TASK:
Display each line of the data below that contains the string "curtain". The match is case-sensitive.

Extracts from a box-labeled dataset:
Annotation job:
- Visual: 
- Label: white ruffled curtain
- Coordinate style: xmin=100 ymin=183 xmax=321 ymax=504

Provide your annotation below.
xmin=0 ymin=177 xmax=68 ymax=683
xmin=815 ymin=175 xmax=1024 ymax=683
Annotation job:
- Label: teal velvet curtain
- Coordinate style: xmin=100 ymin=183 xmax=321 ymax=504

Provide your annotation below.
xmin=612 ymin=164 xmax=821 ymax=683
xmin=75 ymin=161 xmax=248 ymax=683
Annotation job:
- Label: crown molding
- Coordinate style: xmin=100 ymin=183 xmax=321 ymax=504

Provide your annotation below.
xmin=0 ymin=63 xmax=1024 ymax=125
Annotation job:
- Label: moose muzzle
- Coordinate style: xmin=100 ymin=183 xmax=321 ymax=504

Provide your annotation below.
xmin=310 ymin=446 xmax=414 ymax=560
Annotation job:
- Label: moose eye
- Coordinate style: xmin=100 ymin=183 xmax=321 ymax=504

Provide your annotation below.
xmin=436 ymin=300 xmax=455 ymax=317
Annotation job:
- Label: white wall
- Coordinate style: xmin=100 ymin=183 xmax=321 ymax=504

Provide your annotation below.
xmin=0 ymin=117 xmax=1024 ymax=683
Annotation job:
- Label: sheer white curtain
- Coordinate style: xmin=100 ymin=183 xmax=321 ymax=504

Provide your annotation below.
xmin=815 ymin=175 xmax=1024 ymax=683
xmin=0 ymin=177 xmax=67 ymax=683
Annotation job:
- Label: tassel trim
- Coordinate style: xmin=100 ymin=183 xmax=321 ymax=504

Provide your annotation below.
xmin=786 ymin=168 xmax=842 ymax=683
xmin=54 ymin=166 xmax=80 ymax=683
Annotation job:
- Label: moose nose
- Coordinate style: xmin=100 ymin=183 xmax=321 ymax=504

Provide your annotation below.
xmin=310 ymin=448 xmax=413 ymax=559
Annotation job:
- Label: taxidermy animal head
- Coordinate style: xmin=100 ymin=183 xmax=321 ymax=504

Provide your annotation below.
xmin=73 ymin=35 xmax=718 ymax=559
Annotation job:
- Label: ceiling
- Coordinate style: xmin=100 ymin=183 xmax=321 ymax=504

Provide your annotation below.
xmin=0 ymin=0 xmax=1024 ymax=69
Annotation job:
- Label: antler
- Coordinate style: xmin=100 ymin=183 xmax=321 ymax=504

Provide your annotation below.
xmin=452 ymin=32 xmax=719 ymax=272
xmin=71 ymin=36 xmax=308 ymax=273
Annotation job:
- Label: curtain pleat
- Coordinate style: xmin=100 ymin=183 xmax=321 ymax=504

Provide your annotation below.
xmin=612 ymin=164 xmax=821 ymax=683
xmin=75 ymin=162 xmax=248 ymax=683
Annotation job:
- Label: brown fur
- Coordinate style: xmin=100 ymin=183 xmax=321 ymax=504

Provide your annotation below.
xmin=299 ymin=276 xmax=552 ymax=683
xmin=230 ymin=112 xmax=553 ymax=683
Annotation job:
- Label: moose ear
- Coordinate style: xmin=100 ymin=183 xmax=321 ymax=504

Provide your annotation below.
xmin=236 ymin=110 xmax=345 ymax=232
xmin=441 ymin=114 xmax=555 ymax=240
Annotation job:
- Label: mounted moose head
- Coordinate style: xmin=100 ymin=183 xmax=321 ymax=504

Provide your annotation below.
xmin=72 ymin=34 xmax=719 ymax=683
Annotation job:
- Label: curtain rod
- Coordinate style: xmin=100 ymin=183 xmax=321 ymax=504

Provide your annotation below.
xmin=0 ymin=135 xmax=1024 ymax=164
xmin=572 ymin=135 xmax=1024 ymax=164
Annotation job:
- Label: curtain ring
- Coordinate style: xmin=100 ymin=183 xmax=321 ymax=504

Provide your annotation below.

...

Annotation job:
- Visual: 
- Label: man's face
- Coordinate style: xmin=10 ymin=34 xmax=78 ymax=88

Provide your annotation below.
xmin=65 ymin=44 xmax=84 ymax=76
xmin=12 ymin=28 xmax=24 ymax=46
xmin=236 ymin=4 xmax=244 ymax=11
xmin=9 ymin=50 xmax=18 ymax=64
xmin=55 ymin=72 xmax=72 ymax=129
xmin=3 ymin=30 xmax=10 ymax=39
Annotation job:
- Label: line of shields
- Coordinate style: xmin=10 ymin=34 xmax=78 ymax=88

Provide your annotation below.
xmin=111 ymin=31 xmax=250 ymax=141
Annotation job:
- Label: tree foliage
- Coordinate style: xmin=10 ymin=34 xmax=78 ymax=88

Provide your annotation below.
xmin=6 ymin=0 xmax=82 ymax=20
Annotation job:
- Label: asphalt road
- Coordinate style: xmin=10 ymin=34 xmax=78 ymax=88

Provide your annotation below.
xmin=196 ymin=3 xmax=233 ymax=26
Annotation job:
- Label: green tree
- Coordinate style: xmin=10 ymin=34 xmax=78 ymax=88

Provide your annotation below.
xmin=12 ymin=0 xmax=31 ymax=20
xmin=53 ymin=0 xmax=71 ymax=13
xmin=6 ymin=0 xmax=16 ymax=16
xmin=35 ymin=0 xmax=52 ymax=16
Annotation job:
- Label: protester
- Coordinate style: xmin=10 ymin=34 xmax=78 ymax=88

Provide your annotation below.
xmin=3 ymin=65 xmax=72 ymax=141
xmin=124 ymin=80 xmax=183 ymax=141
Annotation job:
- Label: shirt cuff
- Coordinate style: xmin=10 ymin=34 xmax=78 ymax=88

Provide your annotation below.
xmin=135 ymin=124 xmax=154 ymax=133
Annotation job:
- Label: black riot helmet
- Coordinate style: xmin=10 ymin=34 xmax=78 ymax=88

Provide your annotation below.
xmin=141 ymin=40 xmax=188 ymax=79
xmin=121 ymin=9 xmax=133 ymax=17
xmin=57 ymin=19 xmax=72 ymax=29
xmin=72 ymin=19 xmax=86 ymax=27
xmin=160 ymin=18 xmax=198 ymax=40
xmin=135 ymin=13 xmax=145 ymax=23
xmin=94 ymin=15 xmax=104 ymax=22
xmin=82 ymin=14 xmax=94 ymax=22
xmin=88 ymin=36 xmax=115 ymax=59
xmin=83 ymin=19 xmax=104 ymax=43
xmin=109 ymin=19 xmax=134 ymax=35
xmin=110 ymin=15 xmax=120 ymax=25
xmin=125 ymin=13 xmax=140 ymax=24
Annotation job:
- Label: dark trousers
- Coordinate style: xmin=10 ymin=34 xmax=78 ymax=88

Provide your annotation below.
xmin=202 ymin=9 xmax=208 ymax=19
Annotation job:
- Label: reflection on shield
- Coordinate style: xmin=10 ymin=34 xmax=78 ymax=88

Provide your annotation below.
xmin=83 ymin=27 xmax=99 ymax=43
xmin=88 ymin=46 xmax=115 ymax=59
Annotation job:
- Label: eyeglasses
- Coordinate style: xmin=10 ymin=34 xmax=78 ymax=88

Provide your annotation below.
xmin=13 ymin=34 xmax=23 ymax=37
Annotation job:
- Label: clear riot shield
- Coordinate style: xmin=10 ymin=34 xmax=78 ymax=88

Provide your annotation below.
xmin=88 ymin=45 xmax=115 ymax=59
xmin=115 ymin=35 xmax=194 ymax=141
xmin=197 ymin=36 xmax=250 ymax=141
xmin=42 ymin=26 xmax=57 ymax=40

RESPONSE:
- Label: white ruffled curtain
- Label: teal velvet curtain
- Label: sheer white curtain
- Label: curtain pleat
- Label: curtain rod
- Label: curtain ring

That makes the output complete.